::: Input rows
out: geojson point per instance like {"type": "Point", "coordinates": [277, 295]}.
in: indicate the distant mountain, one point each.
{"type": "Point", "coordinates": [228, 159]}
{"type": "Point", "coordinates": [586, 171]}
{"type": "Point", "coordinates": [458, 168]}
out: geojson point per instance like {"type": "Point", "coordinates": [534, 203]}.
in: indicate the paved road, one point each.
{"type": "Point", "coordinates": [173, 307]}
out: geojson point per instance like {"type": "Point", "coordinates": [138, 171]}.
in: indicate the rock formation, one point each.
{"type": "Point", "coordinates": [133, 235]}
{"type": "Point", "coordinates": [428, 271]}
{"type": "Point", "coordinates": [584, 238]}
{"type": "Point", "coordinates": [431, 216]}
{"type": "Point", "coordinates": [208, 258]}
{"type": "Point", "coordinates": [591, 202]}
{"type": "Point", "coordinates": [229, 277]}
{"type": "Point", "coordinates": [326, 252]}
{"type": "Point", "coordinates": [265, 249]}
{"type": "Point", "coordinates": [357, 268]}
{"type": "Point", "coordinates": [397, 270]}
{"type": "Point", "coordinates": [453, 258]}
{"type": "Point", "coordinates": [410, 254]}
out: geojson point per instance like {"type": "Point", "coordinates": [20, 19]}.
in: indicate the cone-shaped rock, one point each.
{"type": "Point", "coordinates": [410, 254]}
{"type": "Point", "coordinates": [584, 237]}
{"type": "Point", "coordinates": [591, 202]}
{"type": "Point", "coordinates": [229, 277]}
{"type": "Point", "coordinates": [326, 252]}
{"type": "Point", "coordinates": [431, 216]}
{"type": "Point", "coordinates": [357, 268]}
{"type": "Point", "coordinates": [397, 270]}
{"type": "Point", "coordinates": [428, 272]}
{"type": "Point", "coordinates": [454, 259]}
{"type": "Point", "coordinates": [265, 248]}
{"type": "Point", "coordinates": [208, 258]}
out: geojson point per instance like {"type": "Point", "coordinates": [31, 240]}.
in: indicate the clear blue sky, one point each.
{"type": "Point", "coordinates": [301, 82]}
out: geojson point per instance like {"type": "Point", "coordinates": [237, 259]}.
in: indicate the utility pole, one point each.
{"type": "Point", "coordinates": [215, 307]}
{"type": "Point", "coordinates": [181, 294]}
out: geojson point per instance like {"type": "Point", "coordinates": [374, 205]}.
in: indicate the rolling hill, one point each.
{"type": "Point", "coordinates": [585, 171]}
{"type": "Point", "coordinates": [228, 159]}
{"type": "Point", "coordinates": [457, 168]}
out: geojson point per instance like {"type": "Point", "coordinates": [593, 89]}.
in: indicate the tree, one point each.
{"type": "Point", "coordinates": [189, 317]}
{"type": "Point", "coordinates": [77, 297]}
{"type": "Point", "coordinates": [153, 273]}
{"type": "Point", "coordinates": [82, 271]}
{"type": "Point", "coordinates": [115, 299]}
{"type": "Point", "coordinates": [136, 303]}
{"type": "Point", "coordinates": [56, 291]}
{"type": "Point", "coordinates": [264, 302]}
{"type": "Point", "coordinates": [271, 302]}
::::::
Exercise |
Please return each line from the entries above that contains the word "like".

Solution for this problem |
out: geojson point per instance like {"type": "Point", "coordinates": [277, 295]}.
out: geojson point per instance like {"type": "Point", "coordinates": [534, 203]}.
out: geojson point per instance like {"type": "Point", "coordinates": [138, 171]}.
out: geojson point per instance like {"type": "Point", "coordinates": [20, 19]}.
out: geojson point per instance like {"type": "Point", "coordinates": [31, 240]}.
out: geojson point per instance like {"type": "Point", "coordinates": [237, 259]}.
out: geojson point per instance like {"type": "Point", "coordinates": [374, 205]}.
out: geojson point per instance like {"type": "Point", "coordinates": [593, 89]}.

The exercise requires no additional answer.